■ Objective
Rename "instance" to "object" wherever it occurs in the items below, and leave every other word unchanged.

___ Supplied data ___

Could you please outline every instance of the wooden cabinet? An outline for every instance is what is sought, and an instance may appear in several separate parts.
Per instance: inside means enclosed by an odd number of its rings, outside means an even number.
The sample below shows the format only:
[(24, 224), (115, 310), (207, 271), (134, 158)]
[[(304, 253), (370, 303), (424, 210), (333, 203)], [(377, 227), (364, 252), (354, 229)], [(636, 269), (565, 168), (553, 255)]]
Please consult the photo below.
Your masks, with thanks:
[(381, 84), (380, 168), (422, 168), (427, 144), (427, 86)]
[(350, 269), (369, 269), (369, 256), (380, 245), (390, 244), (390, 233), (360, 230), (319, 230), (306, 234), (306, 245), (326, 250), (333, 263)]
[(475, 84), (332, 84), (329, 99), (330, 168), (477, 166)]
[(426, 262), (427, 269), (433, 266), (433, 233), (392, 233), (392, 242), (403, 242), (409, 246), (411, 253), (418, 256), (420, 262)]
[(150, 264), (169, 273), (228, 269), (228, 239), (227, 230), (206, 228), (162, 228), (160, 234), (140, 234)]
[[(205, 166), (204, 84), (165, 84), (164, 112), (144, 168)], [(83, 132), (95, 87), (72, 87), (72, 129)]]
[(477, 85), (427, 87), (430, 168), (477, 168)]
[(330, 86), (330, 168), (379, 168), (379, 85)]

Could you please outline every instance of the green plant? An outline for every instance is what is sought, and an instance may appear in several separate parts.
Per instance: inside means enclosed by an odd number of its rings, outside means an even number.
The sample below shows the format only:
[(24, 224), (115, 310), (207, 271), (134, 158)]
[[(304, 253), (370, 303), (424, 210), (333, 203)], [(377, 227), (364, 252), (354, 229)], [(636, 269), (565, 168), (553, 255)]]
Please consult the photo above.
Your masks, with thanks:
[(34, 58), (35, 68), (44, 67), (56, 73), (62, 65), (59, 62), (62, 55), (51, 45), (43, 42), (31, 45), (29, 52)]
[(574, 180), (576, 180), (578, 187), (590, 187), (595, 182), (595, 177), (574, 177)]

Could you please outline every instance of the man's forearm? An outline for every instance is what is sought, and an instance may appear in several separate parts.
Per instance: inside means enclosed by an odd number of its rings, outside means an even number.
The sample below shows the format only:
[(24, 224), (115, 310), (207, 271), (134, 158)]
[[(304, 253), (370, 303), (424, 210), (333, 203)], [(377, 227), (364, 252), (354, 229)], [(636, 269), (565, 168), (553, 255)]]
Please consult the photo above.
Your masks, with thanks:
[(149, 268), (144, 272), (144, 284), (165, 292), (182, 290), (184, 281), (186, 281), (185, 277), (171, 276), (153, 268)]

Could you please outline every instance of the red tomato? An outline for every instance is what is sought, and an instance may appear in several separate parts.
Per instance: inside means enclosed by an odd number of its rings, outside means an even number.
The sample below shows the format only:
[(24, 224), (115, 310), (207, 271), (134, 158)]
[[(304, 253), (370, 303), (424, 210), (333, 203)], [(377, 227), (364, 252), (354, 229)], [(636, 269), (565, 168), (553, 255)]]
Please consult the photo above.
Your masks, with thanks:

___

■ Response to the exercise
Could you please outline every object of the wooden cabinet? An outline for every object is what is sought, and an object may appear in several separate parts.
Per object: inside means enclosed by an odd number of its rings, outside means an even number.
The sample below shows the format only:
[(24, 224), (115, 310), (207, 271), (134, 158)]
[[(304, 253), (370, 303), (424, 210), (333, 203)], [(377, 227), (364, 252), (354, 229)], [(636, 269), (565, 168), (553, 255)]]
Please consult the photo below.
Your masks, with thanks:
[(381, 84), (380, 168), (422, 168), (427, 144), (427, 86)]
[(350, 269), (369, 269), (369, 256), (380, 245), (390, 244), (390, 233), (360, 230), (319, 230), (306, 234), (306, 245), (326, 250), (333, 263)]
[(475, 84), (332, 84), (329, 99), (330, 168), (477, 166)]
[(426, 262), (427, 269), (433, 266), (433, 233), (392, 233), (392, 242), (403, 242), (409, 246), (411, 253), (418, 256), (420, 262)]
[(150, 264), (169, 273), (228, 269), (228, 239), (227, 230), (206, 228), (162, 228), (160, 234), (140, 234)]
[[(205, 166), (204, 84), (165, 84), (164, 112), (144, 168)], [(83, 132), (95, 87), (72, 87), (72, 129)]]
[(477, 85), (427, 87), (430, 168), (477, 168)]
[(330, 86), (330, 168), (379, 168), (379, 85)]

Could you please outline every object of the green plant? An outline for every object is what is sought, and an object may appear in several separate parts.
Per object: inside means enclosed by an odd number of its rings, outside means an even number.
The sample below shows the format only:
[(24, 224), (115, 310), (207, 271), (134, 158)]
[[(304, 253), (370, 303), (424, 210), (333, 203)], [(377, 227), (364, 252), (354, 229)], [(636, 269), (565, 168), (553, 255)]]
Please consult the photo above.
Your masks, with thanks:
[(34, 58), (35, 68), (44, 67), (56, 73), (62, 65), (59, 62), (62, 55), (51, 45), (43, 42), (31, 45), (29, 52)]
[(574, 180), (576, 180), (578, 187), (590, 187), (595, 182), (595, 177), (574, 177)]

Could you please outline every object of the man's forearm? An outline for every object is what is sought, and an object may appear in several separate parts.
Per object: inside means enclosed by an odd number of its rings, outside means an even number.
The sample below shows the format only:
[(24, 224), (115, 310), (207, 271), (134, 158)]
[[(304, 253), (370, 303), (424, 210), (333, 203)], [(377, 227), (364, 252), (354, 229)], [(636, 269), (565, 168), (553, 255)]]
Please consult the photo above.
Your masks, with thanks:
[(149, 268), (144, 272), (144, 284), (165, 292), (182, 290), (184, 281), (186, 281), (185, 277), (171, 276), (153, 268)]

Could you please outline every object of the red tomato? An outline for every object is what is sought, and an object may appear in several separate parts.
Per object: inside means enclosed by an odd number of its rings, outside means an even number.
The sample below shows the format only:
[(24, 224), (115, 310), (207, 271), (134, 158)]
[[(304, 253), (370, 303), (424, 210), (333, 203)], [(377, 227), (364, 252), (354, 229)], [(636, 269), (565, 168), (553, 255)]]
Please consult the photo above.
Your masks, with thanks:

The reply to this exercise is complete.